About this exercise:
Your copy should match the entries exactly, except that it holds no pictures.

Image point grounding data

- - -

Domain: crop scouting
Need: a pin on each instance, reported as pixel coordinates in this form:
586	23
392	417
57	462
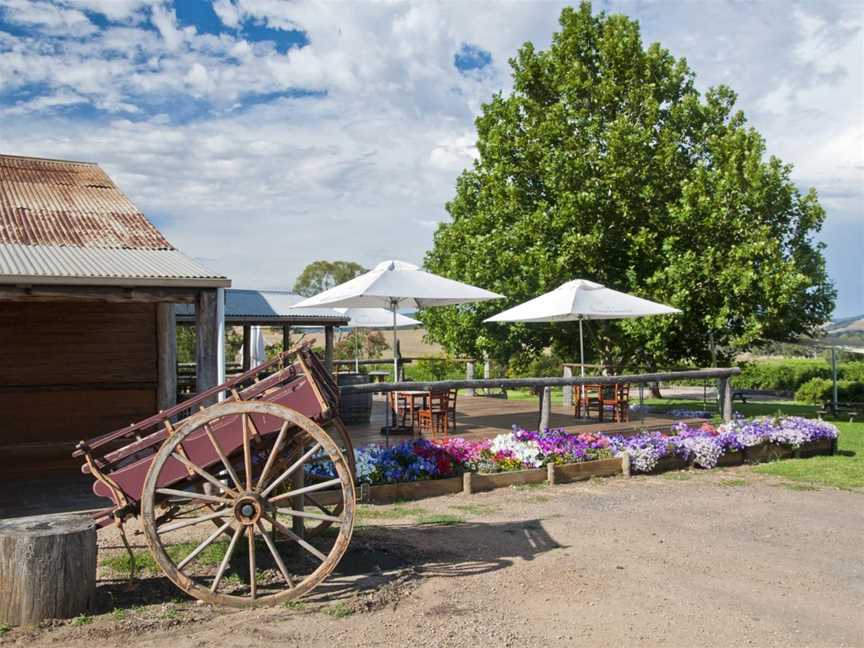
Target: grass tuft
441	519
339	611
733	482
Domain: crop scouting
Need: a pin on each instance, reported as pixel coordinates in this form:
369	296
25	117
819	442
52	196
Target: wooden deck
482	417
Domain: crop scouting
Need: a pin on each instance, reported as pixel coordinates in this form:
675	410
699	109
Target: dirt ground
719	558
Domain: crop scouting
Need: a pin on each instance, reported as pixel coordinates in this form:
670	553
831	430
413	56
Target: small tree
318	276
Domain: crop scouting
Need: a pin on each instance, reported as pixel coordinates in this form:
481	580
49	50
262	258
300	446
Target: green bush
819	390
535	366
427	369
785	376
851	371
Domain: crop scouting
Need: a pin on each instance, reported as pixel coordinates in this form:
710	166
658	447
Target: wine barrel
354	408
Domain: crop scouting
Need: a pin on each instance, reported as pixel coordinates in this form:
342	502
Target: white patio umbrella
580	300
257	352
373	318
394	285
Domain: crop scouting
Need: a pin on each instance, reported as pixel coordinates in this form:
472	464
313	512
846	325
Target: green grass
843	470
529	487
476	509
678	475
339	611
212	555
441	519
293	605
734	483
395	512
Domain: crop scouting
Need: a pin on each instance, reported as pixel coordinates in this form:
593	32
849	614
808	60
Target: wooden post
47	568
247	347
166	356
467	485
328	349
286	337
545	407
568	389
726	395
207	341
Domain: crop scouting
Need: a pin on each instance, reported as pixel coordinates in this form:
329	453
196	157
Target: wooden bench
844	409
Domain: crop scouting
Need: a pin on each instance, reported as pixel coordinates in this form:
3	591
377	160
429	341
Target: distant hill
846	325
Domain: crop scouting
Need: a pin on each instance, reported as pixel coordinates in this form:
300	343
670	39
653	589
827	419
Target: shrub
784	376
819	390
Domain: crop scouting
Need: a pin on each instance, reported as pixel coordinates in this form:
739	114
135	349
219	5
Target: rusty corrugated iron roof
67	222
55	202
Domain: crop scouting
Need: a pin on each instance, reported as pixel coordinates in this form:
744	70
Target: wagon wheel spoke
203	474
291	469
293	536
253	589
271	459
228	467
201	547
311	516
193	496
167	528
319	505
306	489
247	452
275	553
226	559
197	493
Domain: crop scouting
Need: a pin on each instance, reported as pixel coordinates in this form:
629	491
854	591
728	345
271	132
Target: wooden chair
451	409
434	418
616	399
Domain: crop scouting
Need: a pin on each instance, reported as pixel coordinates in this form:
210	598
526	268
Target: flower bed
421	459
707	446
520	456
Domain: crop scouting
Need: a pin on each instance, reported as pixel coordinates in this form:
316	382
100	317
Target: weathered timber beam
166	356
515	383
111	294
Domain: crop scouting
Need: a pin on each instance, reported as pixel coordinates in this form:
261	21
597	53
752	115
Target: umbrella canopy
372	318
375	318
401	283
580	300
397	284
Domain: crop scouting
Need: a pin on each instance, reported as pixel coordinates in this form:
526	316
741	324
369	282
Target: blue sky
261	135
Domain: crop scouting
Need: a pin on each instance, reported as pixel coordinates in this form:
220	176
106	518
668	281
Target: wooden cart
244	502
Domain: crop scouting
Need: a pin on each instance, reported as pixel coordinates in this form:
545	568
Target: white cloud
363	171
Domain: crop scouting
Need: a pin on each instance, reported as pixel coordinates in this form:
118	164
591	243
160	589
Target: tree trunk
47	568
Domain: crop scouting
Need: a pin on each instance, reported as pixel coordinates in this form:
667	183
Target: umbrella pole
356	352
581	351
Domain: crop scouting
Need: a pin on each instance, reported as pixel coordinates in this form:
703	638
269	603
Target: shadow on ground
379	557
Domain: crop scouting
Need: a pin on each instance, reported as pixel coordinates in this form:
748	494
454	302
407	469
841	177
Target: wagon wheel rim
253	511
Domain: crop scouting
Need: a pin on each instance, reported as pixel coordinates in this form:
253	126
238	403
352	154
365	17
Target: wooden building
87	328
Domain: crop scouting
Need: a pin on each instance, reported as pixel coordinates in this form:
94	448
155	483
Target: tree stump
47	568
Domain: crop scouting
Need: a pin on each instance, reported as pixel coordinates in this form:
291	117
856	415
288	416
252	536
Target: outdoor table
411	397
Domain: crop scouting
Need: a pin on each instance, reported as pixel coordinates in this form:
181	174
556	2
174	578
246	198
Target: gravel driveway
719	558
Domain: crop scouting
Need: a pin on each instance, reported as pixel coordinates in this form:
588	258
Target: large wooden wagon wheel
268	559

- - -

Task output:
Domain: crop scouting
Need: a pin on each instance, reported as pixel coordinates in this form:
586	23
392	417
57	462
Target: grass tuft
441	519
339	611
733	482
Domain: crop scouting
Need: a pin on each instance, reported as pixel coordinates in this form:
369	296
25	117
819	442
52	196
Target: wooden deck
482	417
Domain: crop scouting
Need: a pin on each instance, reported as pixel coordinates in this form:
675	410
699	109
Target: dirt ground
719	558
Domain: crop scouting
Need: a pin on each instance, reported as pixel coordinates in this form:
670	553
831	430
413	56
Target: small tree
318	276
Domain: crop scouting
Need: a pin on each instance, reported as pixel coordinates in this form:
481	580
49	50
262	258
300	446
Target: green bush
819	390
535	366
427	369
785	376
851	371
Domain: crop scouting
Need: a pin on each instance, reported as pixel coordinates in this form:
710	166
658	447
Target: wine barrel
354	408
Domain: crop scouting
Need: a pin on each instance, reported as pixel coordinates in this form:
342	502
Target: white patio umbrella
580	300
257	352
373	318
394	285
Domain: crop scouting
Need: a pin on each instance, reported as pixel coordinates in this form:
472	464
313	512
846	325
Target: green grass
843	470
529	487
476	509
678	475
339	611
212	555
441	519
293	605
734	483
395	512
Domain: crop scouting
Need: a pin on each instance, reported as pixel coordinates in this form:
593	32
849	614
808	60
Target: wooden post
47	568
247	347
166	356
467	485
328	349
286	337
545	407
568	389
726	395
207	341
Domain: crop scouting
Need: a pin on each instance, reported as pixel coordinates in this form:
329	453
196	157
Target: wooden bench
844	409
Domain: crop scouting
Need: a pin on each instance, reported as pixel coordinates in this form:
3	591
377	160
429	341
Target: distant hill
846	325
Domain: crop scouting
Need: a pin on each instance, reported as pixel coordinates in this form:
300	343
670	39
653	589
827	419
Target: shrub
784	376
819	390
Domain: crop scouting
Need: a pin on each instance, reported as pixel coordinates in this form:
739	114
135	349
219	5
Target: rusty corrugated iron roof
67	222
55	202
Domain: crop scouting
Need: a pin on each instance, reported as pixel coordinates in this form:
744	70
Target: wagon wheel spoke
203	474
291	469
293	536
253	589
271	459
228	467
201	547
311	516
193	496
167	528
319	505
306	489
247	452
275	553
226	559
197	493
Domain: crop scouting
Need: a pin on each instance, reported as pixel coordinates in this form:
629	491
854	591
728	345
271	132
Target: wooden chair
451	409
434	418
616	399
Domain: crop scouting
Need: a pin on each instance, reported as pixel coordinates in this form:
210	598
526	268
Target: flower bed
421	459
707	446
520	456
Domain: crop scouting
Need: a pin on each instance, reported as pixel coordinates in this form:
316	382
100	317
Target: weathered timber beam
166	356
515	383
111	294
Domain: crop scouting
Need: a pin on each instance, reported as pixel coordinates in this form:
261	21
597	53
752	115
Target: umbrella canopy
372	318
375	318
401	283
580	300
397	284
Domain: crop scouting
Need: a pin on each instance, reported as pixel coordinates in this form:
526	316
741	324
369	282
Target: blue sky
261	135
Domain: crop scouting
Need: a pin on each instance, reported as pixel coordinates in this form:
220	176
106	518
668	281
Target: wooden cart
244	502
Domain: crop scouting
Need: a pin on each instance, reported as pixel coordinates in this form:
545	568
Target: white cloud
363	171
Domain: crop scouting
Need: a pin on each instance, reported as pixel coordinates in this form:
118	164
591	243
160	589
Target: tree trunk
47	568
Domain: crop scouting
Need: a pin on each instance, reported as pixel coordinates in this form:
667	183
Target: umbrella pole
356	352
581	351
Domain: crop scouting
Need: a pin on each instance, reported as pixel coordinates in this form:
703	638
269	603
Target: shadow on ground
379	557
Domain: crop scouting
Need: a pin on each instance, reported as pixel coordinates in this form:
748	494
454	302
407	469
841	177
Target: wagon wheel rim
253	511
Domain: crop scouting
Need: a pin on each instance, reported as pixel coordinates in this form:
253	126
238	403
352	154
365	17
Target: wooden building
87	328
Domain: crop scouting
Need: a pin on each instance, reported as pixel coordinates in this form:
94	448
155	483
Target: tree stump
47	568
Domain: crop scouting
Need: a pin on each instance, reported as pixel coordinates in this form:
291	117
856	415
288	416
252	536
Target: outdoor table
411	397
Domain: crop scouting
Need: a pin on each instance, reported as pixel coordinates in this form:
181	174
556	2
174	578
246	198
Target: gravel driveway
719	558
Domain: crop scouting
Need: a pin on each instance, reported as pixel coordinates in this form:
588	258
Target: large wooden wagon wheel
268	559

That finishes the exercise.